[START Supplied information]

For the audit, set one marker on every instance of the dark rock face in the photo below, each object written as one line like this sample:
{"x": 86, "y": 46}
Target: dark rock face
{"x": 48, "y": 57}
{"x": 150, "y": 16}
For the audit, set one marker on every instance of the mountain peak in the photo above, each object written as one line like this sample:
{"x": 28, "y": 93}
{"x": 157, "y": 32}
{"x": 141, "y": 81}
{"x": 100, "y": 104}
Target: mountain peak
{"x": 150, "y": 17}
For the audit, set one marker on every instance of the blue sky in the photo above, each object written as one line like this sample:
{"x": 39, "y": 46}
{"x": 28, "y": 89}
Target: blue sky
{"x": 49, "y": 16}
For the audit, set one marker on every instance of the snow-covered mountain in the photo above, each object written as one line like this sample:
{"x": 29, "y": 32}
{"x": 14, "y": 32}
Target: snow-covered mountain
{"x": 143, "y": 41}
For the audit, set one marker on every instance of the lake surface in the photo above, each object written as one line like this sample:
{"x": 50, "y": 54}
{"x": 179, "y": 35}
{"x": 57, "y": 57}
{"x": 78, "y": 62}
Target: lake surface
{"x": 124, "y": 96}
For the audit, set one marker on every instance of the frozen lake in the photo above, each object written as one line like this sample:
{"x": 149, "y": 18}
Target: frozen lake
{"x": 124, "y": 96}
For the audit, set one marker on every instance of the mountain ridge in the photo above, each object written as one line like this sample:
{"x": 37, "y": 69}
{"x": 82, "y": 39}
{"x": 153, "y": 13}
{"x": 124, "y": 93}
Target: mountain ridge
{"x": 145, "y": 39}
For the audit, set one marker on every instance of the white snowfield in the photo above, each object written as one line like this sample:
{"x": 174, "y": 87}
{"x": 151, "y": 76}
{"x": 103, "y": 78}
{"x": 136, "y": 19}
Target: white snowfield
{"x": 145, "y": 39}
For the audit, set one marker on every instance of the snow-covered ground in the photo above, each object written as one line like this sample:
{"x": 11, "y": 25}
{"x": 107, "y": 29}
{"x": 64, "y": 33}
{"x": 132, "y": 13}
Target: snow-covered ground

[END Supplied information]

Goal
Render every line of the material above as a Markdown table with the columns "Row" and "Line", numbering the rows in order and leaving out blank lines.

Response
| Row | Line |
|---|---|
| 1 | For the audit, set one marker on every instance of the dark rock face in the photo below, each object written as one line like this sample: |
| 2 | {"x": 86, "y": 46} |
| 3 | Target: dark rock face |
| 4 | {"x": 48, "y": 57} |
| 5 | {"x": 150, "y": 16} |
| 6 | For the audit, set one marker on every instance of the mountain peak in the photo above, each object written as one line like this sample: |
| 7 | {"x": 28, "y": 93} |
| 8 | {"x": 157, "y": 32} |
| 9 | {"x": 141, "y": 81} |
| 10 | {"x": 100, "y": 104} |
| 11 | Target: mountain peak |
| 12 | {"x": 150, "y": 17} |
| 13 | For the audit, set one marker on every instance of the blue sky in the photo above, each object written as one line like this sample: |
| 14 | {"x": 39, "y": 46} |
| 15 | {"x": 28, "y": 89} |
| 16 | Target: blue sky |
| 17 | {"x": 49, "y": 16} |
| 18 | For the audit, set one marker on every instance of the snow-covered mountain in the photo above, each object written as one line like this sample: |
| 19 | {"x": 29, "y": 32} |
| 20 | {"x": 14, "y": 32} |
| 21 | Target: snow-covered mountain |
| 22 | {"x": 143, "y": 41} |
| 23 | For the audit, set one marker on every instance of the lake surface in the photo above, each object written as one line like this sample: |
| 24 | {"x": 50, "y": 54} |
| 25 | {"x": 179, "y": 35} |
| 26 | {"x": 57, "y": 57} |
| 27 | {"x": 78, "y": 62} |
| 28 | Target: lake surface |
| 29 | {"x": 124, "y": 96} |
| 30 | For the audit, set one marker on every instance of the frozen lake in the photo above, each object written as one line like this sample: |
| 31 | {"x": 149, "y": 18} |
| 32 | Target: frozen lake |
| 33 | {"x": 124, "y": 96} |
| 34 | For the audit, set one marker on every instance of the mountain ridge in the photo above, each object written as one line like this sample: |
| 35 | {"x": 37, "y": 69} |
| 36 | {"x": 82, "y": 39} |
| 37 | {"x": 153, "y": 13} |
| 38 | {"x": 124, "y": 93} |
| 39 | Target: mountain ridge |
| 40 | {"x": 145, "y": 39} |
| 41 | For the audit, set one marker on every instance of the white snowfield in the photo above, each object written as one line like this sample: |
| 42 | {"x": 174, "y": 87} |
| 43 | {"x": 151, "y": 76} |
| 44 | {"x": 103, "y": 78} |
| 45 | {"x": 136, "y": 19} |
| 46 | Target: white snowfield |
| 47 | {"x": 145, "y": 39} |
| 48 | For the audit, set one marker on every instance of the snow-covered ground in the photo above, each object written as one line like this sample: |
| 49 | {"x": 11, "y": 25} |
| 50 | {"x": 107, "y": 29} |
| 51 | {"x": 64, "y": 33} |
| 52 | {"x": 132, "y": 13} |
| 53 | Target: snow-covered ground |